Op Ed: Employers Giving the Finger to the NLRA and Workers’ Rights, What’s New?
In light of the D.C. Circuit U.S. Court of Appeal’s decision in Noel Canning on January 25, 2013, which denied enforcement of a Board order on the basis that President Obama’s 2012 recess appointments to the National Labor Relations Board (NLRB) were unconstitutional, employers celebrated by throwing their middle fingers in the air toward the direction of the National Labor Relations Act (NLRA) and workers’ rights. Noel Canning will likely be resolved by the U.S. Supreme Court, but, already some employers, like Prime Healthcare Services, have publicly stated they will not follow any pro-worker decision issued in 2012 or any future decision issued by the current NLRB, even though the Noel Canning decision applied to only one specific case. See Terry Baynes, “Exclusive: Hospital chain defies NLRB rulings after court decision” available at http://www.reuters.com/article/2013/02/01/us-nlrb-hospital-idUSBRE91001320130201 (last visited Jan. 31, 2013).

_Information shown:_

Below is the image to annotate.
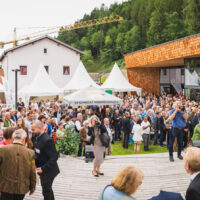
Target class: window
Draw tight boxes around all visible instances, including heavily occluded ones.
[19,66,27,75]
[63,66,70,75]
[44,65,49,73]
[163,69,167,76]
[181,68,185,76]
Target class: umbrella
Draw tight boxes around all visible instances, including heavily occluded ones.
[64,86,122,106]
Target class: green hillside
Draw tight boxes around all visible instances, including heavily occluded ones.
[55,0,200,73]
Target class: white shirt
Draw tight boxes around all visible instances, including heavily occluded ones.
[141,121,150,134]
[190,172,200,182]
[31,102,38,110]
[75,120,81,131]
[132,124,143,142]
[105,125,112,140]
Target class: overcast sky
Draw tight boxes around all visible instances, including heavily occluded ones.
[0,0,125,41]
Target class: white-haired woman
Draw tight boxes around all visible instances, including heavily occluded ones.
[88,116,106,177]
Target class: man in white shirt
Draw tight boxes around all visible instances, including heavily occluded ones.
[141,116,151,151]
[75,113,83,157]
[104,118,113,155]
[184,147,200,200]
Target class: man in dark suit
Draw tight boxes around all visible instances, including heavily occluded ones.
[103,118,113,155]
[31,120,60,200]
[158,111,166,147]
[184,147,200,200]
[0,129,36,200]
[122,112,131,149]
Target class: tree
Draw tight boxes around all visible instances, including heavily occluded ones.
[116,33,125,57]
[91,31,104,57]
[124,26,141,52]
[183,0,200,35]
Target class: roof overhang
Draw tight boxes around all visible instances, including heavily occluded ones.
[124,34,200,69]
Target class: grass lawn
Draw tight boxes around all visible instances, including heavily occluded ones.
[112,141,168,155]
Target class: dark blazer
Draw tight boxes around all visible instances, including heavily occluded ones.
[122,118,131,134]
[11,115,17,123]
[88,125,108,144]
[35,133,60,178]
[53,111,63,118]
[186,174,200,200]
[158,116,165,130]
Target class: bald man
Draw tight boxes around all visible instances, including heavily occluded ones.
[31,120,60,200]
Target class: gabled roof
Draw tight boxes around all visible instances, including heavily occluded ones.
[101,63,141,95]
[19,65,62,96]
[62,61,100,92]
[0,35,85,61]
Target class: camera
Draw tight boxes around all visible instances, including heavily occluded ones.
[95,121,101,126]
[179,106,185,112]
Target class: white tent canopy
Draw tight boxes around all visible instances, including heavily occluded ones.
[62,61,100,92]
[64,86,122,106]
[19,65,62,97]
[101,63,142,95]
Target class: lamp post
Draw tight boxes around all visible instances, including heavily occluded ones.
[12,69,20,109]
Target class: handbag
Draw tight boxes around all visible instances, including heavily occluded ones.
[99,132,110,148]
[192,140,200,148]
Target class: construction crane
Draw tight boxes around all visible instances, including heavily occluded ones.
[0,15,123,48]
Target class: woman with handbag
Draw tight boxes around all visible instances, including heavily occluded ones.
[88,116,106,177]
[98,166,144,200]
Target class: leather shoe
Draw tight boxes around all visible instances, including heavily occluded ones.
[92,171,99,177]
[169,156,174,162]
[178,155,183,160]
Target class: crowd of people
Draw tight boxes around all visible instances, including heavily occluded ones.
[0,93,200,200]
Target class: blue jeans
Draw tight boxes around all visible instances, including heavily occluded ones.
[115,126,121,140]
[169,127,183,156]
[153,131,158,145]
[160,129,166,146]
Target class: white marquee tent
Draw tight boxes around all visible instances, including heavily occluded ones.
[101,63,142,95]
[19,65,62,97]
[64,86,123,106]
[62,61,100,92]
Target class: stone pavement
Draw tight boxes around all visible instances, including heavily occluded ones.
[25,153,189,200]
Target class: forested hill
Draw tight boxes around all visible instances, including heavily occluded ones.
[58,0,200,72]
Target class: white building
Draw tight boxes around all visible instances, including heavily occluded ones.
[0,36,84,92]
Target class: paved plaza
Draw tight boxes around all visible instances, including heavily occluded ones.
[25,153,189,200]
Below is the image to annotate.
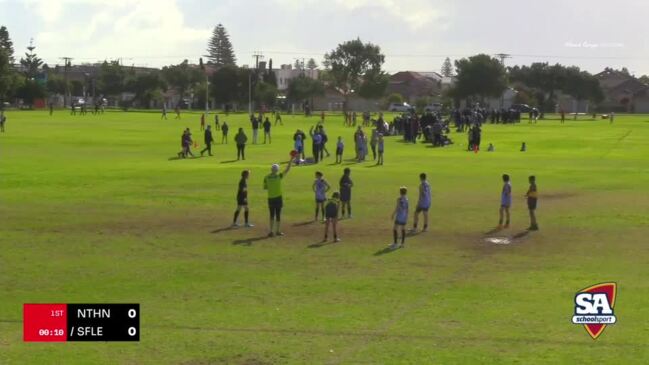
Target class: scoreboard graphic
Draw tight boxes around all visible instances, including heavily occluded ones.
[23,304,140,342]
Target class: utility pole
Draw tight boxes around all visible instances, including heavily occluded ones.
[252,51,264,69]
[248,51,264,114]
[199,57,210,119]
[495,53,512,67]
[496,53,511,109]
[248,70,252,115]
[61,57,72,108]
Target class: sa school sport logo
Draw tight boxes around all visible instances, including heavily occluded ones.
[572,283,617,340]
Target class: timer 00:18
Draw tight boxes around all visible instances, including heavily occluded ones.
[38,329,65,336]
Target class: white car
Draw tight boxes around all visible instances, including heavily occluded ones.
[388,103,414,113]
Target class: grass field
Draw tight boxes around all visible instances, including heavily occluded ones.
[0,111,649,365]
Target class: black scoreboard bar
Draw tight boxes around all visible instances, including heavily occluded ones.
[23,304,140,342]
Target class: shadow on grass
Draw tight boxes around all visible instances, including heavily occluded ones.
[210,226,235,233]
[306,241,335,248]
[374,246,399,256]
[512,231,530,240]
[484,227,503,236]
[293,221,315,227]
[232,236,270,246]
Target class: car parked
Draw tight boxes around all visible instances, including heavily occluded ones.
[388,103,414,113]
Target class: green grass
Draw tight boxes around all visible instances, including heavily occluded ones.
[0,111,649,364]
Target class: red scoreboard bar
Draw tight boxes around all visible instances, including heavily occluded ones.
[23,304,140,342]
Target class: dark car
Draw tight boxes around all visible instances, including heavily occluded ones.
[510,104,532,113]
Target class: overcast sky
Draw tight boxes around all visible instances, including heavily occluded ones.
[0,0,649,76]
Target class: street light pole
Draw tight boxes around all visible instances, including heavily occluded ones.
[248,72,252,115]
[205,71,210,119]
[198,57,210,119]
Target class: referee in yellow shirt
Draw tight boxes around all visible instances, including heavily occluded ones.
[264,159,293,237]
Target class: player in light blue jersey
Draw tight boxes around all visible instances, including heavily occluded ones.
[313,171,331,222]
[410,173,432,233]
[390,186,408,249]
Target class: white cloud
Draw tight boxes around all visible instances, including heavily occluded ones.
[34,0,210,64]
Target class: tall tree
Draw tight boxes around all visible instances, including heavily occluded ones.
[306,58,318,71]
[20,39,43,80]
[441,57,453,77]
[453,54,507,99]
[0,25,15,65]
[323,39,388,104]
[0,48,13,102]
[205,24,237,66]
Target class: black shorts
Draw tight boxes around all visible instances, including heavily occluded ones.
[268,196,283,208]
[325,205,338,218]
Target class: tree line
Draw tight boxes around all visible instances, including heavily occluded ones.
[0,24,632,110]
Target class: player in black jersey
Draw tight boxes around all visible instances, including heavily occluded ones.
[232,170,254,227]
[324,192,340,242]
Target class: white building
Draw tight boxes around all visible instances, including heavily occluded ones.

_Activity:_
Answer these questions from the op-ed:
1. On what date did the D.C. Circuit decide Noel Canning?
2. Which court is likely to resolve Noel Canning, according to the op-ed?
3. Which employer is named as publicly refusing to follow pro-worker decisions issued in 2012 or future decisions by the current NLRB?

_Task result:_
1. January 25, 2013
2. The U.S. Supreme Court
3. Prime Healthcare Services